Task goal
Copy out the data below verbatim.

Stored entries
--

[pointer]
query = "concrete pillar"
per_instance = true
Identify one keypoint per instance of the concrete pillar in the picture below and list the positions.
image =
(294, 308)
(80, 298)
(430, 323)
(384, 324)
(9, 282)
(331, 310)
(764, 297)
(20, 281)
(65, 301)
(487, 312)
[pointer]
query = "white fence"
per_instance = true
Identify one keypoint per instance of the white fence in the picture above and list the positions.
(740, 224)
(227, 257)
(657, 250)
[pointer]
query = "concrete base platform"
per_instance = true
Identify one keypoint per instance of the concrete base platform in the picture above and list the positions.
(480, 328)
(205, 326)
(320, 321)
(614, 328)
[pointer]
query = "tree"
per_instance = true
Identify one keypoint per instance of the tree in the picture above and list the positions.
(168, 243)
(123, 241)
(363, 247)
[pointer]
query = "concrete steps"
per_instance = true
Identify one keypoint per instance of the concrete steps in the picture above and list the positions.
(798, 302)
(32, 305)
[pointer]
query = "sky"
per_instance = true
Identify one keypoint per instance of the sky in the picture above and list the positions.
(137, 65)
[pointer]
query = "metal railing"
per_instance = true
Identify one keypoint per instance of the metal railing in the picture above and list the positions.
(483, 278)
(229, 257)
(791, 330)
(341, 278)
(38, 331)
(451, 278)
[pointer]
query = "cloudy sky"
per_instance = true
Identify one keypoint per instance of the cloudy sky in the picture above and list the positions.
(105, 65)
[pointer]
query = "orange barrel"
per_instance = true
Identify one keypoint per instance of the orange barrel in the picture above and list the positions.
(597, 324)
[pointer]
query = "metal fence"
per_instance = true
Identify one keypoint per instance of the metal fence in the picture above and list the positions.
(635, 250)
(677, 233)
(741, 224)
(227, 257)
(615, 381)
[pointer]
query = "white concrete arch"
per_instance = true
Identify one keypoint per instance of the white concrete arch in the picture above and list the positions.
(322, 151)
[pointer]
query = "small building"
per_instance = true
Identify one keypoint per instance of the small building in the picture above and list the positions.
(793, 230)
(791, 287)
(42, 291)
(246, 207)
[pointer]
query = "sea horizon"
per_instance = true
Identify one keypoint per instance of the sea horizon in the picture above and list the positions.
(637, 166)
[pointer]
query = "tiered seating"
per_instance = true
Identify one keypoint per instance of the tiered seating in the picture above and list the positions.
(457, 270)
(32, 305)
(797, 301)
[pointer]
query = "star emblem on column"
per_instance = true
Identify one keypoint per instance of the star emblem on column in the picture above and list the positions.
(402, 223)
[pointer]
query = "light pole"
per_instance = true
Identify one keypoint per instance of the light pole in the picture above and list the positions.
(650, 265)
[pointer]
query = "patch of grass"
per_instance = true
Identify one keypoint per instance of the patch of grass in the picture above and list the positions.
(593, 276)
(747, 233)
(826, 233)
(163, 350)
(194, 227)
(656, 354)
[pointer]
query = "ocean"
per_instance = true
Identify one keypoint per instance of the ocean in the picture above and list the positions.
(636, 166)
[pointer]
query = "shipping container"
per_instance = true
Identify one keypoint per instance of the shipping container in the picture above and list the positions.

--

Solution to this task
[pointer]
query = "concrete pillar"
per_instance = true
Identify one keypoint per instance of the concrete pillar in the picture below and list the positions.
image =
(294, 308)
(80, 298)
(430, 323)
(384, 324)
(9, 282)
(331, 310)
(764, 297)
(20, 281)
(65, 301)
(487, 312)
[pointer]
query = "white fence"
per_instance = true
Identify one keypoint per instance of the white fence in the picture above and list the positions.
(740, 224)
(227, 257)
(657, 250)
[pointer]
query = "concrete base platform"
per_instance = true
Identify one keypoint per instance of the concrete base platform in the picture above and list the positions.
(480, 328)
(205, 326)
(320, 321)
(614, 328)
[pointer]
query = "tree"
per_instance = true
Identify one keypoint per instance of the tree in the picture above and list the positions.
(168, 243)
(123, 241)
(363, 247)
[pointer]
query = "concrete steps"
per_instance = true
Identify one keypoint per instance of the concrete steps in the picture above and list the positions.
(798, 302)
(32, 305)
[pointer]
query = "sky"
per_instance = true
Identify one keypoint per instance of the sky in the picture above and list the positions.
(137, 65)
[pointer]
query = "metal railing"
per_instance = true
Identify one keypoint per instance of the metal railing in the picture above and list the positions.
(483, 278)
(229, 257)
(791, 330)
(341, 278)
(38, 331)
(451, 278)
[pointer]
query = "cloudy sky"
per_instance = true
Identify one keypoint per instance of the cloudy sky in the picture above and list the positions.
(105, 65)
[pointer]
query = "orange barrel"
per_instance = true
Identify one keypoint per instance of the orange barrel in the picture above and list the positions.
(597, 324)
[pointer]
query = "metal fence"
per_instance = true
Identify one keypoint per instance of the metal fence in the picture above and list the positions.
(635, 250)
(677, 233)
(741, 224)
(227, 257)
(615, 381)
[pointer]
query = "white concrete arch"
per_instance = true
Identify one keypoint per instance of the white concrete arch in the picture above and list the positions.
(322, 151)
[pointer]
query = "small building"
per_instance = true
Identify one keypoint per instance of the small building in the picture above and list the positions.
(793, 230)
(791, 287)
(42, 291)
(246, 207)
[pointer]
query = "sea horizon"
per_instance = true
Identify one keypoint per instance of the sea horizon in the picture above and list the positions.
(637, 166)
[pointer]
query = "tiered seating"
per_instance = true
Identify one keypoint per instance of the tiered seating in the picture above and list the positions.
(457, 270)
(32, 305)
(797, 301)
[pointer]
query = "star emblem on column"
per_instance = true
Identify one keypoint per instance of the star emblem on column in the picture above and list the positions.
(402, 223)
[pointer]
query = "light pole"
per_instance = true
Identify one keypoint per instance of the light pole in the picture above and list the positions.
(650, 265)
[pointer]
query = "patch of grass"
per_instance = true
Identify one keypoint per instance of the patch of grass in the picture above and list the positions.
(593, 276)
(747, 233)
(826, 233)
(163, 350)
(194, 227)
(656, 354)
[pointer]
query = "ocean"
per_instance = true
Identify one keypoint per instance of the ocean in the picture above and list the positions.
(636, 166)
[pointer]
query = "shipping container"
per_instance = true
Identify one keypoint per instance of the shipping container in the picture above and list the positions.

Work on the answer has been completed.